┌─ Texto base
Vargas Llosa tenía las mejillas coloradas (hablaba mucho, hacía esfuerzos por recordar y utilizaba el humor y el sarcasmo, o ejercía de francotirador, según el tema que se le presentase) cuando se acercó el momento más pesado para los dos. “¿Cómo sale uno de la tuneladora de la prensa rosa?”. “No haciendo ninguna declaración. Yo no he hecho ninguna sobre Isabel”. Lo intenté por otro lado, su ensayo La civilización del espectáculo, pero cortó entre risas: “Yo no voy a hablar de Isabel, para nada”. Acabó diciendo algo: “fue una experiencia magnífica, pero no literaria”, “son dos mundos muy distintos, muy separados, pero bueno: la experiencia se vivió y ya está, vuelvo a estar en mi casa, rodeado de mis libros [rio mucho aquí, según reviso en la grabación: rio con ganas]”, “no me arrepiento de nada, absolutamente”.
Fue una conversación agradable que continuó años después por otros medios, ya sin él, gracias a mi relación con Juan Arena y Bárbara Pan, el matrimonio con el que Vargas Llosa e Isabel Preysler compartieron amistad junto a Rosario Mendoza y Santiago Bergareche (los cuatro le regalaron por su cumpleaños la primera edición de Madame Bovary de Flaubert con la que se fotografió el Nobel el último día de 2022 en redes sociales). De todos ellos hay imágenes en el Hola! en Machu Picchu durante una visita del Nobel.
Arena, con el que Vargas se encerró una semana hasta en dos ocasiones en el monasterio de Leyre (cantaban los cantos gregorianos, comían huevos con morcilla en el hotel Landa antes de entrar), guarda vívidas dos imágenes impactantes de aquel viaje de vacaciones. Una, cuando Vargas Llosa recitó, ante el gigante peruano, el Alturas de Machu Picchu, de Pablo Neruda. Y en medio del silencio, aquellos versos en su voz que empiezan con uno inmortal: “Sube a nacer conmigo, hermano”. Y otra, más descriptiva, de la relación de Mario Vargas Llosa con la literatura, la obsesión enfermiza con las letras. En Cuzco, un jardinero que estaba podando se acercó a él, “con permiso”, para discutirle varios aspectos de Conversación en La Catedral: personajes, tramas, influencias. Acalorados, dichosos, los dos hablaron durante media hora de pura literatura, de su enraizamiento con la realidad, de la tremenda pisada que dejan los libros en las vidas y las vidas en los libros, que no acaba con la muerte, ni mucho menos, y ese era el éxito, el verdadero y más difícil éxito del escritor, pensaba Juan Arena viendo al trabajador y al Nobel perdiendo la noción del tiempo: comprometernos a todos, interpelarnos a todos.
└─
┌─ Registros mostrados
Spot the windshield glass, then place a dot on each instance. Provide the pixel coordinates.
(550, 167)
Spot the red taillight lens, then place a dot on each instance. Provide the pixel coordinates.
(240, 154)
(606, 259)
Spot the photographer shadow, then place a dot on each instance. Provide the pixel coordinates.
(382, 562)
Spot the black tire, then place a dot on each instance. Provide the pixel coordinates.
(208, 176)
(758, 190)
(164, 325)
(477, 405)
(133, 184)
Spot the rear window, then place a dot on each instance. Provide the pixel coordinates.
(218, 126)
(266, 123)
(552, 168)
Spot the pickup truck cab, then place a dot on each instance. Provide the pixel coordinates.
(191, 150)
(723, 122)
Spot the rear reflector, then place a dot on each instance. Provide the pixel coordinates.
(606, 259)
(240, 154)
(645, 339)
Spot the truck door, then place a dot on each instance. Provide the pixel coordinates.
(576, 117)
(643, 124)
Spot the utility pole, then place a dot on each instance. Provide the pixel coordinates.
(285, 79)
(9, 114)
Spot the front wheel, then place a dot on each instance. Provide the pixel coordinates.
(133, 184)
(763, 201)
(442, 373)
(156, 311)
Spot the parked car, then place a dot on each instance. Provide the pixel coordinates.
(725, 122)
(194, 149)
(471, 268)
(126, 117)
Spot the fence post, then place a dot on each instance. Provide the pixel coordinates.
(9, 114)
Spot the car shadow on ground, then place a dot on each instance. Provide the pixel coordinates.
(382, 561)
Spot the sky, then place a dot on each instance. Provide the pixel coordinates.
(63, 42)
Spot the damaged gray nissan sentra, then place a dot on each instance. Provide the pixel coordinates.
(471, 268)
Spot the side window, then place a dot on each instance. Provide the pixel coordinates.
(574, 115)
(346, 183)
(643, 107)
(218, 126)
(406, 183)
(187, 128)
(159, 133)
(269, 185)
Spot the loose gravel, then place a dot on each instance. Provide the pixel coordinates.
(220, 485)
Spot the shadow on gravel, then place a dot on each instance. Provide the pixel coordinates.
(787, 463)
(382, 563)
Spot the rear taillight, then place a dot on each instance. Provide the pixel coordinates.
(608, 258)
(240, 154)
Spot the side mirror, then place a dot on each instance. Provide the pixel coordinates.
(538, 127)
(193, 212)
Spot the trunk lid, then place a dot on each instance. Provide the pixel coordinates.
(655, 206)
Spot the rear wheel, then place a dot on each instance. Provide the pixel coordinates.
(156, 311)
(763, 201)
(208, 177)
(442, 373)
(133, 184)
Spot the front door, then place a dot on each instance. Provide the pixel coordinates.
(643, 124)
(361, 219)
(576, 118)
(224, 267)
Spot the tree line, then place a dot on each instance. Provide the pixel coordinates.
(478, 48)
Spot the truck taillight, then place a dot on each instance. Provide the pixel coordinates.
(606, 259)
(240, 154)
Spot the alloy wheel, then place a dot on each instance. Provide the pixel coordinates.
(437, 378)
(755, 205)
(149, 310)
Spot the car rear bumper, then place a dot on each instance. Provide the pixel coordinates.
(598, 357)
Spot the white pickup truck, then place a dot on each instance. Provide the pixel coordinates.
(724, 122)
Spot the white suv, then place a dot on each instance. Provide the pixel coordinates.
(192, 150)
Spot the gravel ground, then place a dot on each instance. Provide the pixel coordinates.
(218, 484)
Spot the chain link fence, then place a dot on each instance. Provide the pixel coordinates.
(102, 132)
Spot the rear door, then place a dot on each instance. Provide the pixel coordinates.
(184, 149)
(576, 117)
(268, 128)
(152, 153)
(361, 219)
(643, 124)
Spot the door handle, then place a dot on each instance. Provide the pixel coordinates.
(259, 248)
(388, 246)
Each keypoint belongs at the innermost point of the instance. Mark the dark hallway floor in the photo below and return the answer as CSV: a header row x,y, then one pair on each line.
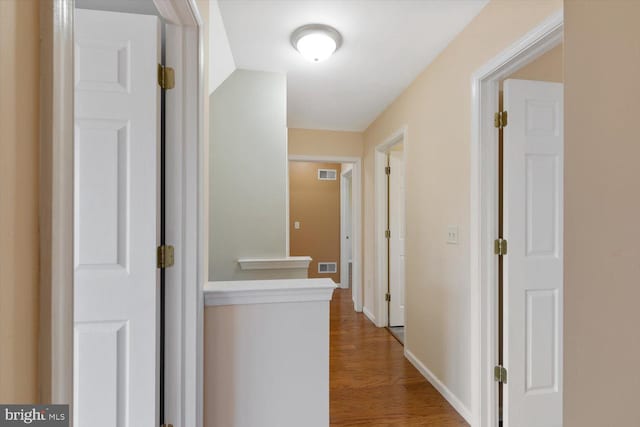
x,y
372,384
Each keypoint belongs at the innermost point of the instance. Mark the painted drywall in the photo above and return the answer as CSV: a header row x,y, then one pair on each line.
x,y
19,250
221,62
312,142
248,173
436,110
602,207
315,205
267,365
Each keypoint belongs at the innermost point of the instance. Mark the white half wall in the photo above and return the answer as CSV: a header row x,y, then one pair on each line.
x,y
221,59
266,353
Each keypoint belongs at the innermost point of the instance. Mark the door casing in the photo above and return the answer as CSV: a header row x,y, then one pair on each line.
x,y
484,210
380,314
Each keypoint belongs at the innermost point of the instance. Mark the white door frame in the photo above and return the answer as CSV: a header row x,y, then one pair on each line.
x,y
484,212
356,225
346,179
381,316
186,227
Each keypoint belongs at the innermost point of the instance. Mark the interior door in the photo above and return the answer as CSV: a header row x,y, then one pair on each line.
x,y
396,244
116,231
533,266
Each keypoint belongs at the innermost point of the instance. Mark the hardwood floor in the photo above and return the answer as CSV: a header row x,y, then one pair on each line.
x,y
372,384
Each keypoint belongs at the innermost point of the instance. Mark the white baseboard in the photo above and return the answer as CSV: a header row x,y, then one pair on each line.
x,y
435,382
369,315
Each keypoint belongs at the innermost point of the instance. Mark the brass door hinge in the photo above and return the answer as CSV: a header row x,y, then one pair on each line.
x,y
500,247
166,77
165,256
500,119
500,374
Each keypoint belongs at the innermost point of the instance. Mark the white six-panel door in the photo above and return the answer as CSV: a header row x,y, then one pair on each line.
x,y
116,202
533,224
397,228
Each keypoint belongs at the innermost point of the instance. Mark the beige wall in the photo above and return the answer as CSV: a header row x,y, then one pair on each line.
x,y
547,68
436,109
316,205
602,212
311,142
19,119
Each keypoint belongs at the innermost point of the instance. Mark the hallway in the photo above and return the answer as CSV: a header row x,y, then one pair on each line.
x,y
372,384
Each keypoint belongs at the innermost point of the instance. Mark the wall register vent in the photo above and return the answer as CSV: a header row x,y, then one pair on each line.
x,y
327,174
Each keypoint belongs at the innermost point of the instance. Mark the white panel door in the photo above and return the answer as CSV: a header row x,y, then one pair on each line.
x,y
116,205
533,286
396,245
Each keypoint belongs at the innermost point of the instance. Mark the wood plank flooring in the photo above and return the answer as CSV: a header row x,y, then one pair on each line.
x,y
372,384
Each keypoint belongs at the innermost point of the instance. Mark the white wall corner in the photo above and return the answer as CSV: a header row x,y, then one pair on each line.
x,y
453,400
221,61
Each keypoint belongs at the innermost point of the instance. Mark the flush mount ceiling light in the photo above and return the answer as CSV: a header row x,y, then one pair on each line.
x,y
316,42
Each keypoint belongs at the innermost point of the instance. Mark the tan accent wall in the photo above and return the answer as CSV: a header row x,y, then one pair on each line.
x,y
19,130
602,212
312,142
316,205
436,110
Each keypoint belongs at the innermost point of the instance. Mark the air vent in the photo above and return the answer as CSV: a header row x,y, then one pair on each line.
x,y
327,267
327,174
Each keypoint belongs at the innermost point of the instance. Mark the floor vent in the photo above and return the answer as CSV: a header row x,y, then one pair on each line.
x,y
327,267
327,174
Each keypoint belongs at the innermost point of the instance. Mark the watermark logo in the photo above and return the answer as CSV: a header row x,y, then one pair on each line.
x,y
34,415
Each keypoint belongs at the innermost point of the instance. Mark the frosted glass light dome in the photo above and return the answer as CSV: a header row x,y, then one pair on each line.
x,y
316,42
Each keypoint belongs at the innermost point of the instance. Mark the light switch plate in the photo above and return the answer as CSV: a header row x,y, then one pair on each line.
x,y
452,234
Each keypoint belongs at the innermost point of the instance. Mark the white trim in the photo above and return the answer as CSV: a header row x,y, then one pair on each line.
x,y
380,202
346,179
483,227
288,263
369,315
267,291
185,218
356,224
439,385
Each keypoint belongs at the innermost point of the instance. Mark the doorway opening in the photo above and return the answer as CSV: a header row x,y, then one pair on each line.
x,y
324,218
516,234
390,202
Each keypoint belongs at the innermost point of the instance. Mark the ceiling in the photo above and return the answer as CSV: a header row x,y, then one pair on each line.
x,y
387,43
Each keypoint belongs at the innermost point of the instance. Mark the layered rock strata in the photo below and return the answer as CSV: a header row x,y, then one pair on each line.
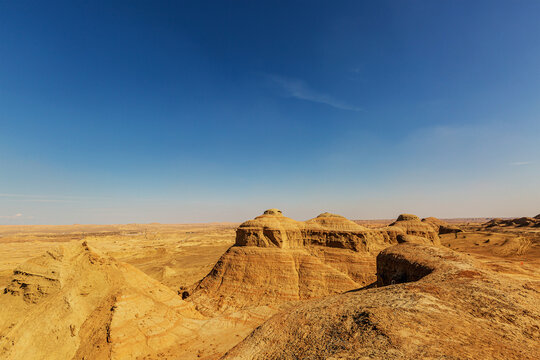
x,y
431,303
277,259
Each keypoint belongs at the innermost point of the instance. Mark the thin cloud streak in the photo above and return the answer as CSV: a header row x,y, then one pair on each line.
x,y
50,198
300,90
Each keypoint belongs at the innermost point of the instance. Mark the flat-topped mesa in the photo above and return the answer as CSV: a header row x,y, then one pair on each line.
x,y
440,226
412,225
271,229
277,259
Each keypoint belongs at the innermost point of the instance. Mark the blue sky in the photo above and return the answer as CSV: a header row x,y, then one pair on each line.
x,y
171,111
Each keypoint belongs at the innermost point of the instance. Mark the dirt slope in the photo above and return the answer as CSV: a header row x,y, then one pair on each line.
x,y
442,305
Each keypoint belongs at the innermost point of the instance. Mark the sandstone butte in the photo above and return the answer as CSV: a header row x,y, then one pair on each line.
x,y
277,259
74,303
431,303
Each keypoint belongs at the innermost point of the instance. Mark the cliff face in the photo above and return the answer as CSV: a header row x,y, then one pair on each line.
x,y
75,303
272,229
277,259
431,303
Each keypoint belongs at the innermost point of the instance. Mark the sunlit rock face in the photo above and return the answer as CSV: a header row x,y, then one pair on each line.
x,y
277,259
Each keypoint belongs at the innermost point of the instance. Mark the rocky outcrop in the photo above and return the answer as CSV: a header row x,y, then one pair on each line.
x,y
441,226
431,303
412,225
517,222
75,303
277,259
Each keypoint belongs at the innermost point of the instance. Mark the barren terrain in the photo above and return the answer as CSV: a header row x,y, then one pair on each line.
x,y
183,291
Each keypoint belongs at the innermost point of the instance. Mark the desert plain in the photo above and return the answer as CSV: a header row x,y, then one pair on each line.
x,y
273,288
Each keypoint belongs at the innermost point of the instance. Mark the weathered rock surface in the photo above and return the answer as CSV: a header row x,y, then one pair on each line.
x,y
412,225
277,259
433,303
441,226
74,303
517,222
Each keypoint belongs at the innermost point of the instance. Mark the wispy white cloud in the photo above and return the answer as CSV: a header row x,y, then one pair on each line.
x,y
47,198
16,216
300,90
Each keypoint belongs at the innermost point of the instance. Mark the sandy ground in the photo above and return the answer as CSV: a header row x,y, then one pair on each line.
x,y
176,255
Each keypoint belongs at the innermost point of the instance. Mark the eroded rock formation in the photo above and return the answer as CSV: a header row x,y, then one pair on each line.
x,y
277,259
517,222
432,303
74,303
441,226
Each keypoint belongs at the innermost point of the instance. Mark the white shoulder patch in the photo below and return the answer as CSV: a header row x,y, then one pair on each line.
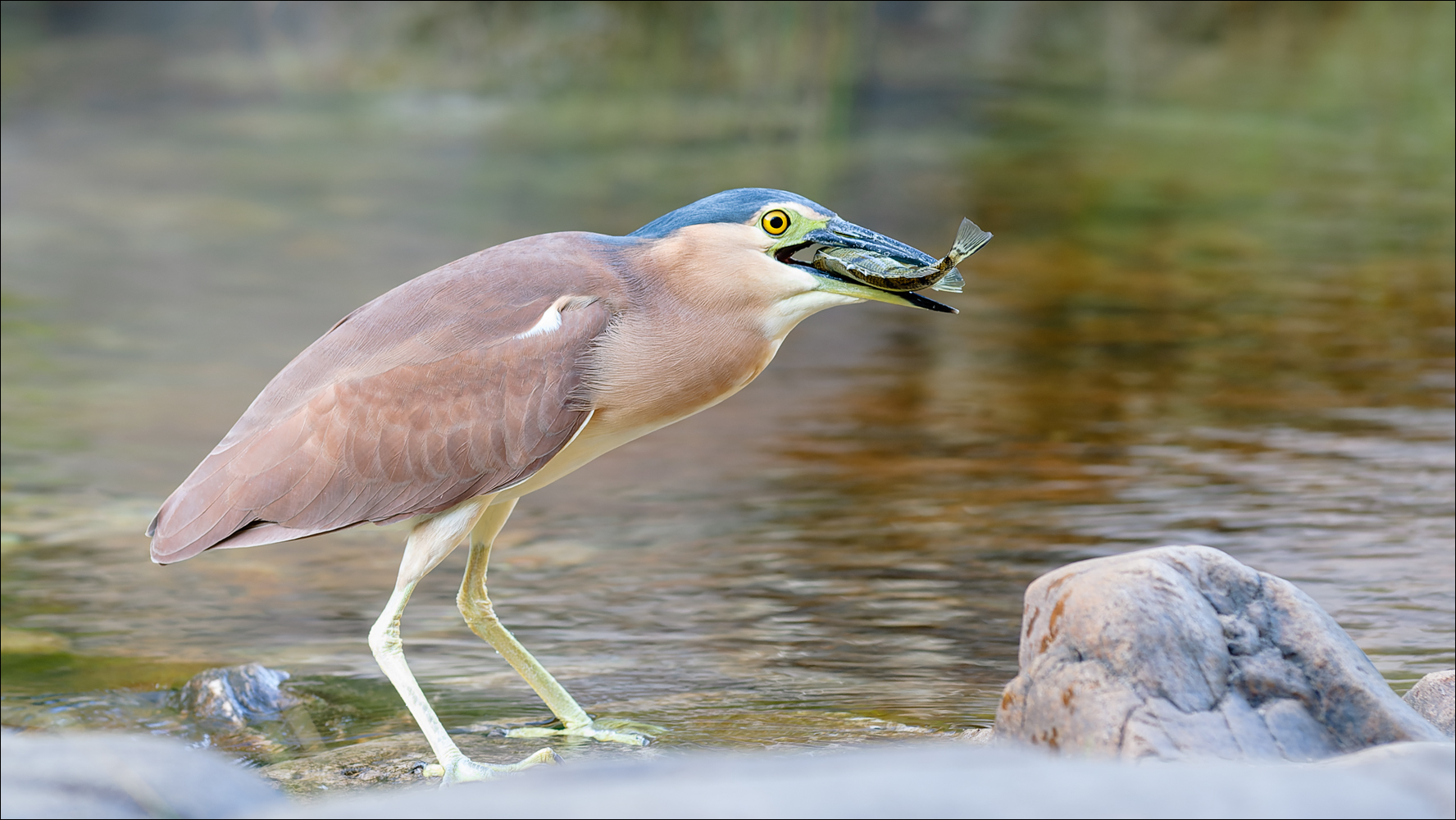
└─
- **Instrucciones**:
[a] Según el texto sobre Vargas Llosa, ¿qué poema recitó Vargas Llosa ante Machu Picchu?
[b] Transcribe del texto sobre Vargas Llosa el fragmento que va de "Fue una conversación" a "visita del Nobel.".
[c] Traduce al inglés esta oración del texto sobre Vargas Llosa: «De todos ellos hay imágenes en el Hola! en Machu Picchu durante una visita del Nobel.»

- **Soluciones**:
[a] Recitó «Alturas de Machu Picchu», de Pablo Neruda.

[b]
Fue una conversación agradable que continuó años después por otros medios, ya sin él, gracias a mi relación con Juan Arena y Bárbara Pan, el matrimonio con el que Vargas Llosa e Isabel Preysler compartieron amistad junto a Rosario Mendoza y Santiago Bergareche (los cuatro le regalaron por su cumpleaños la primera edición de Madame Bovary de Flaubert con la que se fotografió el Nobel el último día de 2022 en redes sociales). De todos ellos hay imágenes en el Hola! en Machu Picchu durante una visita del Nobel.

[c] There are pictures of all of them in Hola! at Machu Picchu during a visit by the Nobel laureate.